HYSA可下调胶原αⅠ型蛋白、α-平滑肌肌动蛋白(α-SMA)、组织金属蛋白酶抑制剂-1(TIMP-1)和MMP-9 mRNA的表达,抑制转化生长因子-β1(TGF-β1)和Smad 4蛋白磷酸化,明显减轻大鼠肝纤维化程度[31]。此外,SYB也能抑制博莱霉素(BLM)诱导的肺纤维化,对纤维细胞向肌成纤维细胞分化过程中α-SMA和TGF-β1的表达也有抑制作用,具有抗肺纤维化的作用[32]。
SYB可以通过调节β-淀粉样蛋白1-42(Aβ1-42)相关代谢酶而减少Aβ1-42的含量,从而保护人神经母细胞瘤细胞SH-SY5Y的损伤,发挥抗阿尔茨海默病(AD)作用[33]。红花黄色素通过调控p38丝裂原活化蛋白激酶(p38MAPK)通路,减轻H2O2诱导的星形胶质细胞损伤,从而发挥神经保护作用[34]。
红花多糖可下调血管内皮生长因子(VEGF)、Ki67表达水平,降低血清IL-10、提高血清IL-12水平,正向调节细胞免疫,从而起到抑制肿瘤生长的作用[35]。红花多糖通过调节Bax/Bcl-2 mRNA的表达,从而对人肝癌细胞SMMC-7721起到抑制增殖与诱导凋亡作用[36];通过抑制VEGF的表达抑制宫颈癌细胞Hela的增殖,发挥抗肿瘤的作用[37];还可抑制胃癌细胞MGC-803增殖和侵袭,并诱导细胞周期阻滞于G0/G1期,其作用机制可能与抑制Wnt/β-catenin信号通路有关[38]。另外,还有研究报道,红花多糖对人乳腺癌、结直肠癌细胞增殖均具有抑制作用[39-40]。
Q-Marker是刘昌孝院士等[41-42]以《中华人民共和国药典》为核心,基于有效、特有、传递与溯源、可测和处方配伍的“五要素”,探究中药材或中药产品中的固有或加工制备过程中形成的、与中药的功能属性密切相关的化学物质,将其作为反映中药有效性和安全性的标示性物质进行质量控制。红花的Q-Marker主要体现在以下几个方面。
红花中存在很多的化学成分,包括黄酮、生物碱、多糖、木脂素、甾醇等类成分,其中黄酮类和多糖类是其主要的药效成分。Fan等[43]采用高效液相色谱-二极管阵列检测器对红花药材中10个主要成分进行检测,其中HYSA、脱水红花黄色素B含量远高于其他成分含量,且在不同产地采收的红花样品中含量均偏高。兰艺凤等[44]采用HPLC同时测定红花中5个黄酮类成分,同样发现HYSA和SYB含量高于其他成分。综上所述,可选择HYSA和SYB作为红花药材Q-marker的指标。

* * * *

**练习 1**
列出所给文本中Q-Marker所依据的“五要素”。
**练习 2**
照原文重抄所给文本中从“SYB可以通过调节β-淀粉样”起、到“药材Q-marker的指标。”为止(含这几个字)的部分。

**收集数据**
* * * *

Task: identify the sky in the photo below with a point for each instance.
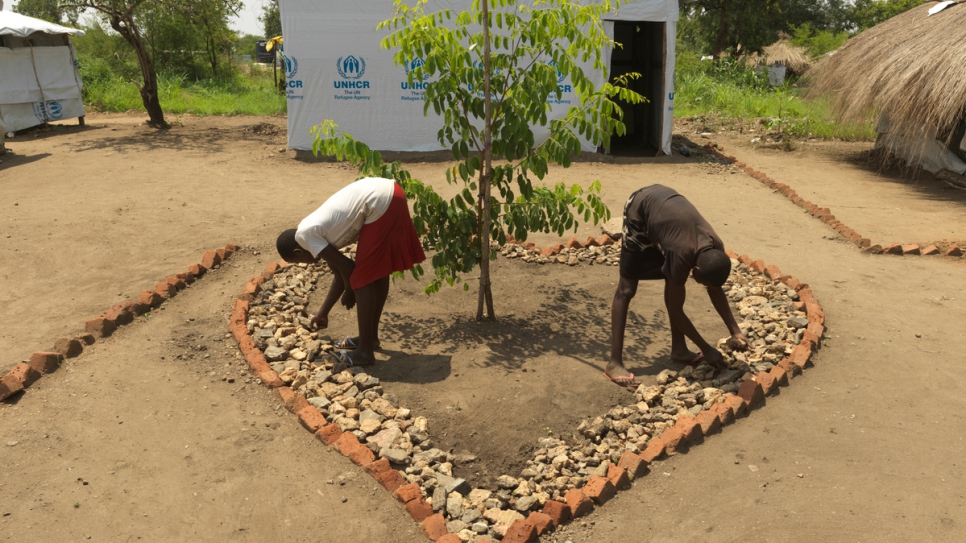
(245, 23)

* * * *

**回答 1**
有效、特有、传递与溯源、可测、处方配伍

**回答 2**
SYB可以通过调节β-淀粉样蛋白1-42(Aβ1-42)相关代谢酶而减少Aβ1-42的含量,从而保护人神经母细胞瘤细胞SH-SY5Y的损伤,发挥抗阿尔茨海默病(AD)作用[33]。红花黄色素通过调控p38丝裂原活化蛋白激酶(p38MAPK)通路,减轻H2O2诱导的星形胶质细胞损伤,从而发挥神经保护作用[34]。
红花多糖可下调血管内皮生长因子(VEGF)、Ki67表达水平,降低血清IL-10、提高血清IL-12水平,正向调节细胞免疫,从而起到抑制肿瘤生长的作用[35]。红花多糖通过调节Bax/Bcl-2 mRNA的表达,从而对人肝癌细胞SMMC-7721起到抑制增殖与诱导凋亡作用[36];通过抑制VEGF的表达抑制宫颈癌细胞Hela的增殖,发挥抗肿瘤的作用[37];还可抑制胃癌细胞MGC-803增殖和侵袭,并诱导细胞周期阻滞于G0/G1期,其作用机制可能与抑制Wnt/β-catenin信号通路有关[38]。另外,还有研究报道,红花多糖对人乳腺癌、结直肠癌细胞增殖均具有抑制作用[39-40]。
Q-Marker是刘昌孝院士等[41-42]以《中华人民共和国药典》为核心,基于有效、特有、传递与溯源、可测和处方配伍的“五要素”,探究中药材或中药产品中的固有或加工制备过程中形成的、与中药的功能属性密切相关的化学物质,将其作为反映中药有效性和安全性的标示性物质进行质量控制。红花的Q-Marker主要体现在以下几个方面。
红花中存在很多的化学成分,包括黄酮、生物碱、多糖、木脂素、甾醇等类成分,其中黄酮类和多糖类是其主要的药效成分。Fan等[43]采用高效液相色谱-二极管阵列检测器对红花药材中10个主要成分进行检测,其中HYSA、脱水红花黄色素B含量远高于其他成分含量,且在不同产地采收的红花样品中含量均偏高。兰艺凤等[44]采用HPLC同时测定红花中5个黄酮类成分,同样发现HYSA和SYB含量高于其他成分。综上所述,可选择HYSA和SYB作为红花药材Q-marker的指标。